*Instructions for the task*: I need the records below restated word for word, without their pictures.

*Records for the exercise*:
*** Block opens ***

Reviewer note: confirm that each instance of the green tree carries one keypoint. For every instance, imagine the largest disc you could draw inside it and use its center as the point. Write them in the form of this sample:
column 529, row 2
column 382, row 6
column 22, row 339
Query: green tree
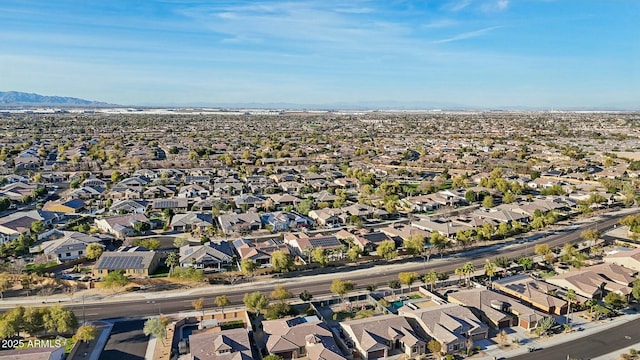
column 526, row 262
column 471, row 196
column 281, row 261
column 615, row 301
column 408, row 278
column 487, row 202
column 172, row 261
column 341, row 287
column 414, row 244
column 151, row 244
column 33, row 320
column 503, row 230
column 248, row 266
column 156, row 326
column 305, row 206
column 509, row 198
column 354, row 253
column 571, row 299
column 591, row 235
column 431, row 278
column 490, row 269
column 5, row 284
column 94, row 251
column 387, row 250
column 180, row 242
column 272, row 357
column 538, row 223
column 86, row 333
column 280, row 293
column 37, row 227
column 635, row 291
column 434, row 346
column 256, row 301
column 544, row 325
column 198, row 304
column 141, row 227
column 305, row 296
column 320, row 256
column 115, row 280
column 59, row 320
column 440, row 242
column 467, row 270
column 222, row 301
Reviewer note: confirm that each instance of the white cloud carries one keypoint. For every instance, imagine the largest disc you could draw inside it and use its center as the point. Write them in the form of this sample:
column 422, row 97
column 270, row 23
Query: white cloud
column 438, row 24
column 458, row 5
column 467, row 35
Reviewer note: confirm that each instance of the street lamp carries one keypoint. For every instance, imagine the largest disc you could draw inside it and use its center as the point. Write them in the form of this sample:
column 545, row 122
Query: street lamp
column 153, row 302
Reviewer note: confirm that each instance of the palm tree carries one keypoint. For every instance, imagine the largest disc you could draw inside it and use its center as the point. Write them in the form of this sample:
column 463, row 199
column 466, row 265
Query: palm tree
column 460, row 272
column 468, row 269
column 571, row 298
column 490, row 270
column 431, row 278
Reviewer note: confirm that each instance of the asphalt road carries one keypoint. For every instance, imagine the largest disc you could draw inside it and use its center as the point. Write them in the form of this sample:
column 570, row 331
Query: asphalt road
column 127, row 342
column 378, row 276
column 590, row 346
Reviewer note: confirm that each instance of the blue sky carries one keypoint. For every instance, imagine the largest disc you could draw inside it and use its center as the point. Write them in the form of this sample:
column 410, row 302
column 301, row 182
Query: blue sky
column 484, row 53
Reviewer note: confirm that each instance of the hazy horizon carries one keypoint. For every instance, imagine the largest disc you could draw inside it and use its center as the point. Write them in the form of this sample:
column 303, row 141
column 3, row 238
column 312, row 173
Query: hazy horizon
column 528, row 54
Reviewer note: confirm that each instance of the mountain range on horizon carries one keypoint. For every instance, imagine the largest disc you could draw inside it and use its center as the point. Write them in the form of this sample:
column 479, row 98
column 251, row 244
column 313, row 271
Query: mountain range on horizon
column 16, row 98
column 23, row 99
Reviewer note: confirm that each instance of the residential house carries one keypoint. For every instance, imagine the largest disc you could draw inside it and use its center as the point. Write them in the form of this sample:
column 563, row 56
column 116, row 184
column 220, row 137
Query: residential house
column 383, row 336
column 532, row 292
column 362, row 211
column 324, row 196
column 177, row 205
column 73, row 206
column 85, row 193
column 121, row 226
column 13, row 225
column 65, row 245
column 501, row 216
column 592, row 282
column 303, row 244
column 239, row 223
column 136, row 264
column 192, row 222
column 454, row 326
column 285, row 220
column 259, row 252
column 497, row 310
column 34, row 353
column 447, row 228
column 207, row 255
column 366, row 241
column 627, row 258
column 18, row 190
column 128, row 207
column 281, row 201
column 194, row 191
column 401, row 232
column 293, row 338
column 327, row 217
column 158, row 192
column 233, row 344
column 246, row 201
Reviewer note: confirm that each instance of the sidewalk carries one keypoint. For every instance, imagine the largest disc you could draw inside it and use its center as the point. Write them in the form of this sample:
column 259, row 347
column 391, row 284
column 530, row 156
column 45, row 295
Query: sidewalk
column 92, row 349
column 92, row 296
column 588, row 328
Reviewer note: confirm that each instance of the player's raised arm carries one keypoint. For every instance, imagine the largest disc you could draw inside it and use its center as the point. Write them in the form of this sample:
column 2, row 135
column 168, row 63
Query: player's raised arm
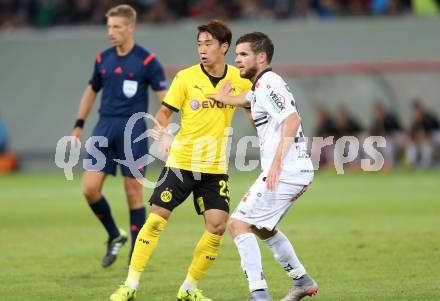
column 289, row 129
column 87, row 101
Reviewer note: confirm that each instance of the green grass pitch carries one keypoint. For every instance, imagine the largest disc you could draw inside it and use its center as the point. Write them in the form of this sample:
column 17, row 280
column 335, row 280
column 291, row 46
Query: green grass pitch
column 362, row 236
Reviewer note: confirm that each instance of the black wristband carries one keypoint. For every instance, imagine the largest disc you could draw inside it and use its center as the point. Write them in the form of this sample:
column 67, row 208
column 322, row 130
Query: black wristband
column 79, row 123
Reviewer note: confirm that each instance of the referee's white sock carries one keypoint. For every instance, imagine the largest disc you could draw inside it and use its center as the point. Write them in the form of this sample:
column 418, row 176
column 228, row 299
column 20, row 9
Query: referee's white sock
column 284, row 253
column 250, row 255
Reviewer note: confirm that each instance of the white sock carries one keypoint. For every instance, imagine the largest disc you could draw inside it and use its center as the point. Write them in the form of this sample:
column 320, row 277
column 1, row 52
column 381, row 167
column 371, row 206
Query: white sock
column 284, row 253
column 250, row 255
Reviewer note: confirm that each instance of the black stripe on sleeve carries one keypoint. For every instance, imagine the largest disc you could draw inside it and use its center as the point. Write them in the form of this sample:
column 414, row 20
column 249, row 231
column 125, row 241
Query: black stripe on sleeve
column 261, row 123
column 170, row 107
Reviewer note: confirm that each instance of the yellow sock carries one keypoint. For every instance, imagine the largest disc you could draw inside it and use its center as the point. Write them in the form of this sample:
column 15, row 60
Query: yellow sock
column 204, row 255
column 146, row 242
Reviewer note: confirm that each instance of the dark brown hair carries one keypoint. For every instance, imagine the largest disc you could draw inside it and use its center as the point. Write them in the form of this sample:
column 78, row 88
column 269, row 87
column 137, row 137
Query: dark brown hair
column 124, row 11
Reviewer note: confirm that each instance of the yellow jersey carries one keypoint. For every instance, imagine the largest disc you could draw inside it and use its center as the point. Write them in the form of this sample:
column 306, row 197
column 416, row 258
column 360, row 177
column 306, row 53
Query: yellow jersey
column 201, row 143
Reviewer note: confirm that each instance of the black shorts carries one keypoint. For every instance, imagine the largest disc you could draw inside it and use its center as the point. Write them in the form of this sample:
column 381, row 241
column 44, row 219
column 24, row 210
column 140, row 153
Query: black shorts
column 174, row 185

*** Block closes ***

*Answer to this task*:
Reviewer note: confirm that each instance of the green tree carries one keypoint. For every instance, imagine the largest disc you could draw inside it and use its center as the point. Write them in the form of this sample:
column 529, row 2
column 382, row 6
column 22, row 339
Query: green tree
column 526, row 262
column 471, row 196
column 281, row 261
column 615, row 301
column 408, row 278
column 487, row 202
column 172, row 261
column 341, row 287
column 414, row 244
column 151, row 244
column 33, row 320
column 503, row 230
column 248, row 266
column 156, row 326
column 305, row 206
column 509, row 198
column 354, row 253
column 571, row 299
column 591, row 235
column 431, row 278
column 490, row 269
column 5, row 284
column 94, row 251
column 387, row 250
column 180, row 242
column 272, row 357
column 538, row 223
column 86, row 333
column 280, row 293
column 37, row 227
column 635, row 291
column 434, row 346
column 256, row 301
column 544, row 325
column 198, row 304
column 141, row 227
column 305, row 296
column 320, row 256
column 115, row 280
column 59, row 320
column 440, row 242
column 467, row 270
column 222, row 301
Reviewer note: confirm that each instance of the white cloud carries one keypoint. For every instance, imagine the largest disc you could draw inside it and use its center as the point. Write them in the form of this sample:
column 422, row 97
column 270, row 23
Query: white cloud
column 438, row 24
column 458, row 5
column 467, row 35
Reviewer note: confirm that each instance of the street lamp carries one keypoint. For every instance, imagine the largest disc you could draw inside it and use its center as the point. Write them in the form of this sample:
column 545, row 122
Query: street lamp
column 153, row 302
Reviewer note: confirm that each instance of the palm tree carries one keypoint. For every instance, imagine the largest disc you could draw inside it and use its center as the point. Write them in the form of this sample:
column 463, row 199
column 466, row 265
Query: palm tree
column 460, row 272
column 468, row 269
column 571, row 298
column 490, row 270
column 431, row 278
Reviewer note: confirm that each instance of the asphalt road carries one keypoint. For every instance, imagine the largest disc you could draw inside it and use its center as the point. Write them in the form of this sample:
column 570, row 331
Query: asphalt road
column 127, row 342
column 378, row 276
column 590, row 346
Reviewer note: confirm that each instance of the blue sky carries one keypoint. For every instance, imagine the largest disc you could draw inside it and use its center as the point. Write them in the form of this sample:
column 410, row 302
column 301, row 182
Query: blue sky
column 484, row 53
Reviewer note: confirm that each instance of the hazy horizon carries one keypoint. For every instance, imagine the largest disc you could draw inside it and use its center as the point. Write them in the form of this sample:
column 303, row 141
column 3, row 238
column 312, row 173
Query: hazy horizon
column 528, row 54
Reviewer note: confirm that each instance of the mountain range on horizon carries one keypoint. For every instance, imagine the largest disc you could draw inside it and use its center as the point. Write them in the form of this sample:
column 479, row 98
column 251, row 244
column 313, row 271
Query: mountain range on horizon
column 16, row 98
column 23, row 99
Reviewer note: confirm that each instance of the residential house carries one keypoint. For every instance, imagine the largest disc you could draw inside it and use its center as the point. Write them in the form of this sample:
column 563, row 56
column 116, row 184
column 220, row 137
Query: residential house
column 383, row 336
column 532, row 292
column 362, row 211
column 324, row 196
column 177, row 205
column 73, row 206
column 85, row 193
column 121, row 226
column 13, row 225
column 65, row 245
column 501, row 216
column 592, row 282
column 303, row 244
column 239, row 223
column 136, row 264
column 192, row 222
column 454, row 326
column 285, row 220
column 259, row 252
column 497, row 310
column 34, row 353
column 447, row 228
column 207, row 255
column 366, row 241
column 627, row 258
column 18, row 190
column 128, row 207
column 281, row 201
column 194, row 191
column 401, row 232
column 293, row 338
column 327, row 217
column 158, row 192
column 233, row 344
column 246, row 201
Reviewer note: confirm that each instance of the sidewalk carries one keypoint. For every instance, imagine the largest disc you could draw inside it and use its center as the point. Write them in the form of this sample:
column 259, row 347
column 391, row 284
column 530, row 156
column 45, row 295
Query: sidewalk
column 92, row 349
column 92, row 296
column 588, row 328
Reviewer note: confirm that each instance of the player's raised arm carries one keypoint. For every instance, imagine the largest disc you could draw inside it and use its center as the point. Write them in the form of this sample:
column 2, row 135
column 168, row 63
Query: player's raised arm
column 289, row 129
column 87, row 101
Reviewer note: confirm that each instance of the green grass pitch carries one keypoint. For every instance, imagine the largest disc you could draw inside it and use its center as the point. Write them in the form of this sample:
column 17, row 280
column 335, row 280
column 291, row 46
Query: green grass pitch
column 362, row 236
Reviewer note: confirm that each instance of the black wristband carries one keypoint. For every instance, imagine the largest disc you could draw inside it and use its center as the point. Write them in the form of this sample:
column 67, row 208
column 322, row 130
Query: black wristband
column 79, row 123
Reviewer note: confirm that each instance of the referee's white sock carries one keypoint. For every instance, imagine the largest disc you could draw inside it and use its center as the point. Write them in the form of this sample:
column 418, row 176
column 228, row 299
column 20, row 9
Query: referee's white sock
column 284, row 253
column 250, row 255
Reviewer note: confirm that each instance of the white sock carries one keypoint. For every instance, imagine the largest disc you could draw inside it and use its center as the point. Write them in the form of this sample:
column 320, row 277
column 1, row 52
column 381, row 167
column 371, row 206
Query: white sock
column 284, row 253
column 250, row 255
Reviewer note: confirm that each instance of the black stripe on sleeve carries one keypoint. For every instance, imagine the largest disc you could draw inside it and use its center as the point. Write them in the form of this sample:
column 414, row 20
column 249, row 231
column 125, row 241
Query: black stripe on sleeve
column 261, row 123
column 170, row 107
Reviewer note: confirm that each instance of the yellow sock carries one keypoint. For every instance, imagine the largest disc you could draw inside it and use its center as the point. Write them in the form of this sample:
column 15, row 60
Query: yellow sock
column 204, row 255
column 146, row 242
Reviewer note: confirm that each instance of the dark brown hair carries one keypoint. For every instance, imagine the largest disc you could draw inside it and use its center as the point. Write them in the form of this sample:
column 78, row 88
column 269, row 87
column 137, row 137
Query: dark brown hair
column 124, row 11
Reviewer note: confirm that each instance of the yellow jersey carries one keypoint. For every instance, imagine the largest disc you could draw inside it and use its center as the point. Write them in the form of this sample:
column 306, row 197
column 416, row 258
column 360, row 177
column 306, row 53
Query: yellow jersey
column 201, row 143
Reviewer note: confirm that each instance of the black shorts carries one keypoint. For every instance, imagine the largest disc you could draw inside it and use its center as the point. Write them in the form of this sample:
column 381, row 241
column 44, row 219
column 24, row 210
column 140, row 153
Query: black shorts
column 174, row 185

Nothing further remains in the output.